Text zur Analyse >>
* * * * * * *

Die Achsen im Überblick (S. 21-22)

Achse «Beziehung»

In der psychodynamischen Diagnostik gehen wir davon aus, dass die psychische Struktur des Patienten und die aktuell wirksamen innerpsychischen Konflikte in der Beziehung zum Diagnostiker/Therapeuten sichtbar werden. In der psychotherapeutischen Behandlung konstellieren sich die inneren psychischen Gegebenheiten des Patienten, unter denen er leidet, als aktuelle Beziehungskonstellationen, zu denen sich bestimmte Gegenübertragungspositionen des Therapeuten einstellen. Nun ist diese Dynamik zwischen Übertragung und Gegenübertragung etwas, was sich vom Erstkontakt an in der psychoanalytischen Situation entwickelt. Deshalb finden wir bereits im diagnostischen Prozess, der im Kern von der Beziehungsaufnahme des Patienten mit dem Diagnostiker geprägt ist, erste typische Beziehungskonstellationen, die zu erfassen Ziel der psychodynamischen Diagnostik sind. Das im Rahmen des diagnostischen Prozesses sich entwickelnde Beziehungsgeschehen operationalisiert und möglichst reliabel zu erfassen, ist deshalb anspruchsvoll, weil der Untersucher ja selbst Teil des Beziehungsgeschehens ist und somit die Beschreibung nur schwer von der Subjektivität des Untersuchers getrennt werden kann. Eine Operationalisierung dieser wichtigen diagnostischen Ebene verlangt vom Untersucher, dass er das, was er beim Patienten als Beziehungsangebot und -verhalten beobachtet, sowie seine eigene innere Reaktion darauf so beschreibt, dass es für andere nachvollziehbar ist. So kann im Laufe des diagnostischen Prozesses überprüft werden, inwiefern das sich konstellierende Beziehungsgeschehen Ausdruck der in der Innenwelt des Patienten vorhandenen Gegebenheiten und somit diagnostisch verwertbar ist.

* * * * * * *

(Gespeicherte Dateneinträge)
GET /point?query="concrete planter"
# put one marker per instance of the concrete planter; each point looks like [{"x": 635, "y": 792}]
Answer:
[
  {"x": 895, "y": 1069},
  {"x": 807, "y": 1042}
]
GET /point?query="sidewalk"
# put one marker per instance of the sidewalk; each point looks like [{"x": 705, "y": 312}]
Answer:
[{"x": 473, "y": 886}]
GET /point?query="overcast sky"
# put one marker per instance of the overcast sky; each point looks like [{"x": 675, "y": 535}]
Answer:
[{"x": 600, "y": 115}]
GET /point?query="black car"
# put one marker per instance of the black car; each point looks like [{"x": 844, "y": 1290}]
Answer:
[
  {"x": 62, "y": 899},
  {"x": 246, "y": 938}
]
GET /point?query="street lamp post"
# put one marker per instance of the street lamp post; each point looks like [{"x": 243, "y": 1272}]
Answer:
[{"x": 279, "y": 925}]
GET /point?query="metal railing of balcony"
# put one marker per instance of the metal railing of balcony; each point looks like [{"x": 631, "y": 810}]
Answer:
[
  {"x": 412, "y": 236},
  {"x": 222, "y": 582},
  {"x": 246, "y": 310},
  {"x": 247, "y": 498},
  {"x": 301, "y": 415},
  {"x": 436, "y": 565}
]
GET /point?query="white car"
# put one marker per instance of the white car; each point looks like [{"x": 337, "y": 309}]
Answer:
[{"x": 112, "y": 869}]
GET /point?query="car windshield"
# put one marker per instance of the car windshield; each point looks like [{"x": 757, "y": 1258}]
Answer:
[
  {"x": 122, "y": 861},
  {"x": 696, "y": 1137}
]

* * * * * * *

Ihre Aufgabe >> Schreiben Sie den Text über die Achse «Beziehung» in der psychodynamischen Diagnostik weiter und beginnen Sie nach seinem letzten Satz.

Antwort zur Aufgabe >>
Im Gegensatz zum Erwachsenen berichten Kinder und oft auch Jugendliche weniger über sich selbst und ihre Beziehungsprobleme, sondern neigen vielmehr dazu, diese Beziehungsprobleme handelnd in die Beziehung zum Untersucher einzubringen. Dieses Handeln ist entweder unmittelbar in der Beziehung sichtbar oder es zeigt sich im Spiel. Bei der Einschätzung der Beziehung anhand der OPD-KJ verlassen wir uns weniger auf die von unseren Patienten berichteten typischen Beziehungsepisoden, sondern mehr auf die unmittelbare Beziehungs gestaltung im Kontakt mit uns. Aus der teilnehmenden Beobachtung heraus wird anhand der Operationalisierung die Beziehung kodiert. Wir beschränken uns nicht nur auf das dysfunktionale Verhalten, sondern kodieren auch – im Sinne von Ressourcen – positives Beziehungsverhalten.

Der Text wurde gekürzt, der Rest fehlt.